Output the material below in full, exactly as it is.

Point annotation records:
——

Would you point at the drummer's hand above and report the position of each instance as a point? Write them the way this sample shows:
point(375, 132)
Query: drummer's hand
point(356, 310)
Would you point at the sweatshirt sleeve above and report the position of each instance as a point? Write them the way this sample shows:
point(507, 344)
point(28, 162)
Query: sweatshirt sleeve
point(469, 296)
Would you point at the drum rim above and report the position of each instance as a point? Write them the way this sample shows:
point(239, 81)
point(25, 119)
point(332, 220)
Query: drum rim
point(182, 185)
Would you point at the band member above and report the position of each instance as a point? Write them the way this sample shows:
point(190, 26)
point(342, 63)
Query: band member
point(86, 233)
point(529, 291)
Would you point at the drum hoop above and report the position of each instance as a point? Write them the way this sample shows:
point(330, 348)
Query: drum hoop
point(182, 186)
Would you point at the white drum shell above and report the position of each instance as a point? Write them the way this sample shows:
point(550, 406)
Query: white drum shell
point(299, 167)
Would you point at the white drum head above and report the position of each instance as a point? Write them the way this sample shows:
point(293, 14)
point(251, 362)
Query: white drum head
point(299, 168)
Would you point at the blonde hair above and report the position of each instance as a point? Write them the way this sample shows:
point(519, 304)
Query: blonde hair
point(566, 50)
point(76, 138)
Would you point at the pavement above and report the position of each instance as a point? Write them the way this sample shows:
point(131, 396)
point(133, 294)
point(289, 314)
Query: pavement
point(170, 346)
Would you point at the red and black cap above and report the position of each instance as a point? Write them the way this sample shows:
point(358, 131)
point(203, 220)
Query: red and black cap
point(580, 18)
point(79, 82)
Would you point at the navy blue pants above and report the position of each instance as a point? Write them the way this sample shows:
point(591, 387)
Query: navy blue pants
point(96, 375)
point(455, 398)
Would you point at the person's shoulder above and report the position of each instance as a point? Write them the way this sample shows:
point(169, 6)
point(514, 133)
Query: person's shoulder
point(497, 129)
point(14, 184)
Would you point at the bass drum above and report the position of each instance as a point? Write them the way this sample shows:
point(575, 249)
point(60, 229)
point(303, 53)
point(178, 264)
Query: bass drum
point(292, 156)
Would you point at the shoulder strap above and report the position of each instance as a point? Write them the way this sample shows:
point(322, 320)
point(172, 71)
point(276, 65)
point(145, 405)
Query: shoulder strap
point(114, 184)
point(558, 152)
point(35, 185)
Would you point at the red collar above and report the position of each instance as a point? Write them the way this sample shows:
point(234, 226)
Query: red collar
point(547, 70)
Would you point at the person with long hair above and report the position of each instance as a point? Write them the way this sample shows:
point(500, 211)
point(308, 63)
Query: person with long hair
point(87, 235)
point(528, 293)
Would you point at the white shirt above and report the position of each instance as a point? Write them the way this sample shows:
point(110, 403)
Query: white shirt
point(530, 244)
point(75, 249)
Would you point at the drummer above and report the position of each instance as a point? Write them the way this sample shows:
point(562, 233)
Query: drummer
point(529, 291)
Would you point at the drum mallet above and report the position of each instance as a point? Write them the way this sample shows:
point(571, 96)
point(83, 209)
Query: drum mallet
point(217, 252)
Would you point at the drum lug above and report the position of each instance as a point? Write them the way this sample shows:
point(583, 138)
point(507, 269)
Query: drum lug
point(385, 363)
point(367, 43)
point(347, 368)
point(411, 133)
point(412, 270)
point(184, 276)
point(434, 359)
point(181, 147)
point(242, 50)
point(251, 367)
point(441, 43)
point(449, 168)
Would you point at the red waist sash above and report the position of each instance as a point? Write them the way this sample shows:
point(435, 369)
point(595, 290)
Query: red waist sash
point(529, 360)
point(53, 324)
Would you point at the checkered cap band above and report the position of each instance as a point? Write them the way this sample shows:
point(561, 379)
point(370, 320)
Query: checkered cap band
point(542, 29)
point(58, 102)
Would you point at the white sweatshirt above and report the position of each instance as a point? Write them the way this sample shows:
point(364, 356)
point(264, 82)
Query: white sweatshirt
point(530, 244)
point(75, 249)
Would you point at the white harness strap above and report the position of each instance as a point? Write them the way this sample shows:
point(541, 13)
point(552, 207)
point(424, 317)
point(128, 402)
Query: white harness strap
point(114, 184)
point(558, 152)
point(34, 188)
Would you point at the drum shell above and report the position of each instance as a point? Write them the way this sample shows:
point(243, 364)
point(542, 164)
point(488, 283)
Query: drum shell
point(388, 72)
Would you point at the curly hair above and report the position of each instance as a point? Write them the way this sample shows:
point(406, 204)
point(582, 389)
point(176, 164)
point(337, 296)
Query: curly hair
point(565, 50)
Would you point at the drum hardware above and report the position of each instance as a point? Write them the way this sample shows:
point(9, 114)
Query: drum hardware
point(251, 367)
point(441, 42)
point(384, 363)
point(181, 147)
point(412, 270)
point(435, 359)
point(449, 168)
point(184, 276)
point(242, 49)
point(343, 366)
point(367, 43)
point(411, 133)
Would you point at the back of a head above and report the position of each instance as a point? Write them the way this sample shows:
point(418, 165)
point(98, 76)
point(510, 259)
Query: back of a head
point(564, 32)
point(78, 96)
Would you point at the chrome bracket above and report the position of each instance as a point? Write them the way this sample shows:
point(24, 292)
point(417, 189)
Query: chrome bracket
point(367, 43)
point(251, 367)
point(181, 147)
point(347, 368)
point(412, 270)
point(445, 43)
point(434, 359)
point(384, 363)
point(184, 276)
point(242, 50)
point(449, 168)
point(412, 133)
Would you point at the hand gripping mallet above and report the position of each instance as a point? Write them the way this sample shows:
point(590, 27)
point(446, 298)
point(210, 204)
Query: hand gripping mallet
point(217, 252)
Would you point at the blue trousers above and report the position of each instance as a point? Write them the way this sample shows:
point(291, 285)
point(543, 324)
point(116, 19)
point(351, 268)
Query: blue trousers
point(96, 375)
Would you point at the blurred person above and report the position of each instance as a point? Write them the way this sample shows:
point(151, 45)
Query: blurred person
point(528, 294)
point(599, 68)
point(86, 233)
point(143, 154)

——

## Expected output:
Would you point at the drummer's hand above and report the position of each instance as a point? Write them the way this sample shows:
point(375, 132)
Query: drummer's hand
point(356, 310)
Would you point at the sweatshirt sleeve above and report the position of each instance as a point? Write them the way this sample shows:
point(507, 344)
point(28, 162)
Query: sweatshirt sleeve
point(469, 296)
Would you point at the drum rim above and report the position of each instance as a point? Write them the way this sample shows:
point(239, 81)
point(25, 119)
point(332, 220)
Query: drum rim
point(182, 185)
Would you point at the band member above and report the position of each instance as a point? Write them the way this sample shows:
point(190, 26)
point(342, 63)
Query: band member
point(86, 233)
point(529, 291)
Would you point at the drum hoop above and report the position of each instance as a point? Write them the way this sample shows:
point(330, 348)
Query: drum hoop
point(182, 186)
Would you point at the white drum shell above and report the position of each instance as a point? Write them the way this sample shows:
point(550, 406)
Query: white drum shell
point(299, 167)
Would you point at the white drum head above and report the position of each instance as a point? Write them the way this sample shows:
point(293, 14)
point(251, 362)
Query: white drum head
point(299, 168)
Would you point at the blonde hair above and report the position of each instance as a point? Write them the way this sample shows:
point(519, 304)
Query: blonde hair
point(566, 50)
point(76, 138)
Would you point at the pavement above and report the position of each instance as a point? Write them the way this sample shows:
point(131, 396)
point(133, 294)
point(289, 314)
Query: pavement
point(170, 346)
Would you point at the red and black cap above and report the position of each instance as a point? Write them the way this sample shows:
point(358, 131)
point(203, 220)
Query: red and black cap
point(580, 18)
point(79, 82)
Would you point at the navy blue pants above and report the position of each instance as a point? Write them the way this sample shows:
point(591, 387)
Query: navy blue pants
point(96, 375)
point(455, 398)
Would you point at the person's shoulder above and report the position of each instance as a point? Write them the way this sample shows:
point(169, 6)
point(514, 133)
Query: person's shoulder
point(497, 129)
point(14, 184)
Would you point at the bass drum above and report the position of each instance as a point? Write them the way this sample shows:
point(575, 249)
point(60, 229)
point(303, 53)
point(178, 264)
Query: bass drum
point(292, 156)
Would you point at the shoulder strap above and report the position of each instance as a point? Write them the way this sample shows:
point(322, 320)
point(172, 71)
point(276, 65)
point(145, 405)
Query: shoulder strap
point(114, 184)
point(558, 152)
point(35, 185)
Would you point at the red collar above and report the position of each instance as a point? Write them the way this sample shows:
point(234, 226)
Query: red collar
point(547, 70)
Would you point at the person with long hair above and report the position of each instance as a point? Write them the way this sample shows:
point(500, 211)
point(308, 63)
Query: person with long hair
point(87, 235)
point(528, 293)
Would you point at the white shirt above and report the position of each instance as a point? Write them the way this sample shows:
point(110, 403)
Query: white shirt
point(530, 244)
point(75, 249)
Would you point at the drummer above and report the position of each instance as a point? Write them the way this sample shows:
point(562, 233)
Query: drummer
point(529, 291)
Would you point at the drum mallet above and report the position of each instance as a point? Write them the way this sample shows:
point(571, 96)
point(83, 209)
Query: drum mallet
point(217, 252)
Would you point at the drum lug above and report the position of each instance as a point? Write them the way this sample shows:
point(583, 138)
point(507, 269)
Query: drum lug
point(385, 363)
point(367, 43)
point(347, 368)
point(411, 133)
point(412, 270)
point(184, 276)
point(434, 359)
point(181, 147)
point(242, 50)
point(251, 367)
point(441, 43)
point(449, 168)
Would you point at the red waist sash above and report the position of each instance as a point? Write them the way this sample shows:
point(435, 369)
point(595, 290)
Query: red waist sash
point(529, 360)
point(53, 324)
Would you point at the checkered cap band above and report the position of each instance as a point? Write them the way this sample shows:
point(561, 379)
point(370, 320)
Query: checkered cap band
point(542, 29)
point(58, 102)
Would you point at the white sweatshirt above and report the position of each instance as a point? Write them the way this sample shows:
point(364, 356)
point(264, 82)
Query: white sweatshirt
point(530, 244)
point(75, 249)
Would you point at the white harness strap above and report the position of each instance as a point? Write them the way this sample shows:
point(541, 13)
point(552, 207)
point(424, 317)
point(128, 402)
Query: white harness strap
point(114, 184)
point(558, 152)
point(34, 188)
Would you point at the drum shell above and report the position of each instance as a point? Write them the way this sample shows:
point(243, 364)
point(542, 164)
point(488, 283)
Query: drum shell
point(388, 72)
Would you point at the curly hair above and report the position of each instance as a point? Write them the way this sample shows:
point(406, 204)
point(582, 389)
point(176, 164)
point(337, 296)
Query: curly hair
point(565, 50)
Would you point at the drum hardware above and report the position of each instance as a point? Write them the way this sample shows:
point(9, 114)
Query: drum hardware
point(251, 367)
point(441, 42)
point(384, 363)
point(181, 147)
point(412, 270)
point(435, 359)
point(449, 168)
point(184, 276)
point(242, 49)
point(343, 366)
point(367, 43)
point(411, 133)
Would you point at the back of a head above and report the position of each instance as a point? Write them the way this sample shows:
point(418, 165)
point(98, 76)
point(510, 259)
Query: back of a head
point(564, 32)
point(78, 96)
Would you point at the chrome bracket above and report the position of each instance as a point? Write them the way this sample shows:
point(24, 292)
point(417, 189)
Query: chrome bracket
point(367, 43)
point(251, 367)
point(181, 147)
point(347, 368)
point(412, 270)
point(445, 43)
point(434, 359)
point(384, 363)
point(184, 276)
point(242, 50)
point(449, 168)
point(412, 133)
Would you point at the hand gripping mallet above and report the position of each instance as a point? Write them the way this sample shows:
point(590, 27)
point(446, 298)
point(210, 204)
Query: hand gripping mallet
point(217, 252)
Would you point at the blue trousers above and report the position of each instance as a point? Write them the way this sample shows:
point(291, 285)
point(543, 324)
point(116, 19)
point(351, 268)
Query: blue trousers
point(96, 375)
Would you point at the blurred person above and report the position of each instance as a point? Write them the way this sample shows:
point(151, 45)
Query: blurred person
point(528, 294)
point(599, 68)
point(86, 233)
point(143, 154)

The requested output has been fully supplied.